(DATA TO PROCESS)

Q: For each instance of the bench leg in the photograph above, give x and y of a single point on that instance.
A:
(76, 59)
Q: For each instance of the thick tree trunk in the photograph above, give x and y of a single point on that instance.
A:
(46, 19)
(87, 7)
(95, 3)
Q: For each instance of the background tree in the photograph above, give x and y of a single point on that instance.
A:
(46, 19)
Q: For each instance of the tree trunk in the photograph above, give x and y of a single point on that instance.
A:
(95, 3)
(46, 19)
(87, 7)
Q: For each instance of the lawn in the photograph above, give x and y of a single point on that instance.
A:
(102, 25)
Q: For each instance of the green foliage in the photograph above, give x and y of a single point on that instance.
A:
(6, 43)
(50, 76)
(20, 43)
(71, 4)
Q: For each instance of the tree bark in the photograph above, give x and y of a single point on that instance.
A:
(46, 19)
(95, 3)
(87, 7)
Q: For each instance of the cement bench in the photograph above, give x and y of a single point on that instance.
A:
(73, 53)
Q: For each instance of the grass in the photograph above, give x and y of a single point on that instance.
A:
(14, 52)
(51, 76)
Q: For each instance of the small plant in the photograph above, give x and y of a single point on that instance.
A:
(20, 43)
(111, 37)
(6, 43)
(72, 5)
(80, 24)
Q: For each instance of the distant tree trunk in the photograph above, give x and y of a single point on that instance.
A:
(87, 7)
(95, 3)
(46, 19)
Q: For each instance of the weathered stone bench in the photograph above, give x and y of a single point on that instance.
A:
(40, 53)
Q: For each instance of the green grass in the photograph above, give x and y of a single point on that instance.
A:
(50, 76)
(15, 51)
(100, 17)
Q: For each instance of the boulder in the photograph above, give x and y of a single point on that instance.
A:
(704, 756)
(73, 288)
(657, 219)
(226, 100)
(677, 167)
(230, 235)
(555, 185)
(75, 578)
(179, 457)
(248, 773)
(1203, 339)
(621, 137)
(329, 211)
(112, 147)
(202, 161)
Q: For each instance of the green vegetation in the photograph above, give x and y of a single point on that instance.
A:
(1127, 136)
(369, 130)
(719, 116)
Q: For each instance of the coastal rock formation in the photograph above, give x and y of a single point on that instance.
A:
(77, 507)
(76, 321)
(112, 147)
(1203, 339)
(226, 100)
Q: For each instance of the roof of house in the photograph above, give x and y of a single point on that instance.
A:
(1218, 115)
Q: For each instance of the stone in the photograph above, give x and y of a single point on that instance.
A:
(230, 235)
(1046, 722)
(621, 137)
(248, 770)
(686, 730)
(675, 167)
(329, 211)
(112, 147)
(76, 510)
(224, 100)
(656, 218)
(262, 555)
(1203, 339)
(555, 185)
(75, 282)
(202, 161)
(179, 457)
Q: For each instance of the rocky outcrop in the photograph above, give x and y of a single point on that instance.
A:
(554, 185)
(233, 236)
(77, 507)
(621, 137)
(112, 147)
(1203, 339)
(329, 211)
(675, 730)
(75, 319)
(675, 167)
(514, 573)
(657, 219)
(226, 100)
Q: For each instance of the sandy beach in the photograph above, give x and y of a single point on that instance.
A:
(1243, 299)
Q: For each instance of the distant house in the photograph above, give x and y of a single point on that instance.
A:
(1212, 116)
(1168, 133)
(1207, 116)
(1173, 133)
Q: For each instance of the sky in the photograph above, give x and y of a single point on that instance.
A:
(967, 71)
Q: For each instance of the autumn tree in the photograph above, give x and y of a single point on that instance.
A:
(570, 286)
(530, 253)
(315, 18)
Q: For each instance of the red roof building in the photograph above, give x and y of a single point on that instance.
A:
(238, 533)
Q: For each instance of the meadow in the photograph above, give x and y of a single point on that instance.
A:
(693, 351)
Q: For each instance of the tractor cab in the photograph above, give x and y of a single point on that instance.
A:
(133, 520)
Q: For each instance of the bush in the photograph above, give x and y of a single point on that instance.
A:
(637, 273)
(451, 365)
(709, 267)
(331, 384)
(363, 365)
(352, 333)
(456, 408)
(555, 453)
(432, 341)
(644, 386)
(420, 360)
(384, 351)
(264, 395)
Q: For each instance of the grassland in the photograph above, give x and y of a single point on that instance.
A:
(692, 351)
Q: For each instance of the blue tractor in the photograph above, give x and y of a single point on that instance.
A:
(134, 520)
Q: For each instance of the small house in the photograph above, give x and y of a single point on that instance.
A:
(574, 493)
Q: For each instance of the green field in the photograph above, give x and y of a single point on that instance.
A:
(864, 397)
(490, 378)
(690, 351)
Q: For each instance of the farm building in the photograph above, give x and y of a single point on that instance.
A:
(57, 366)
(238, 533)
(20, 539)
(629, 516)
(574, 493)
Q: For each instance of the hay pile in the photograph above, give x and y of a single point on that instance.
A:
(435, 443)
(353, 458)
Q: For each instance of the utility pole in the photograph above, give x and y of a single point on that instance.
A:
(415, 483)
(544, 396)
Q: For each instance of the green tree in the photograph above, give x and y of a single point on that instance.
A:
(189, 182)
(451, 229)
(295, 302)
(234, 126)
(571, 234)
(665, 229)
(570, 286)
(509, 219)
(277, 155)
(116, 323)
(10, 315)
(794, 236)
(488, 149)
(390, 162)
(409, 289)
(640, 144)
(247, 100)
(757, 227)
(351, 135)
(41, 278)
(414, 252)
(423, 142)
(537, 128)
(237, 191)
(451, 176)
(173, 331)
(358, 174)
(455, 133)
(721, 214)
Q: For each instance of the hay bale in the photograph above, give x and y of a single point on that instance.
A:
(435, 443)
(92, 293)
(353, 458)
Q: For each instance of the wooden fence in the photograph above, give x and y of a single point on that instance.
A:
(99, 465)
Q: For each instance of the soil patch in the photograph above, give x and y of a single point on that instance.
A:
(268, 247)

(End DATA TO PROCESS)

### TASK STATEMENT
Output all of the data in full, exactly as given.

### RESPONSE TO THE EXERCISE
Q: For each instance of the bench leg in the photograph above, give x and y of a single point on that instance.
A:
(76, 59)
Q: For each instance of the thick tree trunk in the photograph above, give x and y of a single point on that instance.
A:
(46, 19)
(87, 7)
(95, 3)
Q: For each instance of the background tree in the photograph above, give x and y of a single point on that instance.
A:
(46, 19)
Q: For each instance of the tree trunk in the photograph above, give x and y of a single point on that instance.
A:
(95, 3)
(46, 19)
(87, 7)
Q: For each instance of the lawn in the photograph above, give x and y of a single point on that instance.
A:
(102, 25)
Q: For each instance of the green foliage in the photograph above, give x and y of a single point on that instance.
A:
(6, 43)
(50, 76)
(20, 43)
(71, 4)
Q: For each instance of the tree bark in the photograph above, give x and y of a single point on that instance.
A:
(46, 19)
(95, 3)
(87, 7)
Q: For each instance of the cement bench in the photograph above, give x and y of a single point on that instance.
A:
(73, 53)
Q: For each instance of the grass in the photograph above, give x and y of a single point on that instance.
A:
(14, 52)
(51, 76)
Q: For each instance of the small plant in the photograph above, give x and y of a single point on that instance.
A:
(20, 43)
(111, 37)
(6, 43)
(72, 5)
(80, 24)
Q: For each instance of the distant tree trunk in the photograph above, give x and y of a single point on that instance.
A:
(87, 7)
(95, 3)
(46, 19)
Q: For each instance of the weathered stone bench in the photograph above, give x and y of a single point on that instance.
A:
(40, 53)
Q: For each instance of the green grass in the photograph above, give x and y of a single point on that instance.
A:
(50, 76)
(15, 51)
(100, 17)
Q: For each instance of the boulder in the photograph above, give x and y of a single point on that instance.
A:
(704, 756)
(73, 288)
(657, 219)
(226, 100)
(677, 167)
(230, 235)
(555, 185)
(75, 578)
(179, 457)
(248, 773)
(1203, 339)
(621, 137)
(329, 211)
(112, 147)
(202, 161)
Q: For each instance of the green vegetation in the photograph above, give x and y of a single point on that instance.
A:
(1127, 136)
(369, 130)
(719, 116)
Q: For each instance of the coastal rock formation in the photograph above, give x and y of a single point on that instance.
A:
(77, 507)
(76, 321)
(112, 147)
(1203, 339)
(226, 100)
Q: For each instance of the roof of house in the photograph above, give x and y of a single point on that instance.
A:
(1218, 115)
Q: For each instance of the stone in the photograph above, give x and y of a single point on that instance.
A:
(230, 235)
(1046, 722)
(621, 137)
(248, 770)
(686, 730)
(675, 167)
(329, 211)
(112, 147)
(76, 510)
(224, 100)
(656, 218)
(262, 555)
(1203, 339)
(555, 185)
(75, 282)
(202, 161)
(179, 457)
Q: For each instance of the rocky outcrop in the photograph above, give x and y of a single point on that instance.
A:
(554, 185)
(233, 236)
(77, 507)
(621, 137)
(112, 147)
(1203, 339)
(329, 211)
(675, 730)
(75, 319)
(675, 167)
(514, 573)
(657, 219)
(226, 100)
Q: For each instance of the sandy beach in the photograph above, give x and y of a single point on that instance.
A:
(1243, 299)
Q: For each instance of the distant house in the photograph above, give x and y of a single point on that instance.
A:
(1212, 116)
(1168, 133)
(1207, 116)
(1173, 133)
Q: For each instance of the sky in the photograph above, give x and y of a single point on that instance.
A:
(967, 71)
Q: For each instance of the autumn tree in the photograph above, give x and y of a single point on that instance.
A:
(570, 286)
(530, 253)
(315, 18)
Q: For each instance of the red roof building in the photograph above, give x and y of a single point on that instance.
A:
(238, 533)
Q: For each instance of the meadow in the photograph above, give x and y of a single point on that instance.
A:
(693, 351)
Q: For each instance of the tractor cab in the photograph above, give x and y of a single point on that instance.
A:
(133, 520)
Q: For each instance of the bush in the photograph above, give x and y of a single point on that instance.
A:
(637, 273)
(451, 365)
(709, 267)
(331, 384)
(363, 365)
(352, 333)
(456, 408)
(555, 453)
(432, 341)
(644, 386)
(420, 360)
(384, 351)
(264, 395)
Q: For each instance of the grassland in the photograph above, give x and y of a single point on that instance.
A:
(692, 351)
Q: For each instance of the blue tractor in the photograph above, give x and y of a single point on that instance.
A:
(134, 520)
Q: For each instance of the small house in the photograph above, give x and y of a single point on that instance.
A:
(574, 493)
Q: For each instance of the green field in the photograph above, give x and y of a single point on that instance.
A:
(864, 397)
(490, 378)
(690, 351)
Q: For each instance of the farm building in the photograph above, give x and y of a single point on that instance.
A:
(57, 366)
(238, 533)
(20, 539)
(629, 516)
(574, 493)
Q: For each instance of the hay pile in the photograph above, give x and y of a single point on that instance.
A:
(435, 443)
(353, 458)
Q: For each instance of the utility pole in the photograph above, give x and y of a single point on that instance.
A:
(415, 483)
(544, 396)
Q: For each instance of the green tree in the photograph above, give x and y of a single point on that instance.
A:
(189, 182)
(451, 229)
(295, 302)
(234, 126)
(571, 234)
(665, 229)
(570, 286)
(509, 219)
(277, 155)
(116, 323)
(10, 315)
(794, 236)
(488, 149)
(390, 162)
(409, 289)
(640, 144)
(247, 100)
(757, 227)
(351, 135)
(41, 278)
(414, 252)
(423, 142)
(537, 128)
(237, 191)
(451, 176)
(173, 331)
(358, 174)
(455, 133)
(721, 214)
Q: For each instance of the hay bale in the photograph above, give x and y of a single point on that instance.
A:
(435, 443)
(92, 293)
(353, 458)
Q: For each instance of the wooden fence in the photograph above, give x and y of a single point on that instance.
A:
(99, 465)
Q: For each instance of the soil patch in the photograph above, give x and y of a single point on that instance.
A:
(268, 247)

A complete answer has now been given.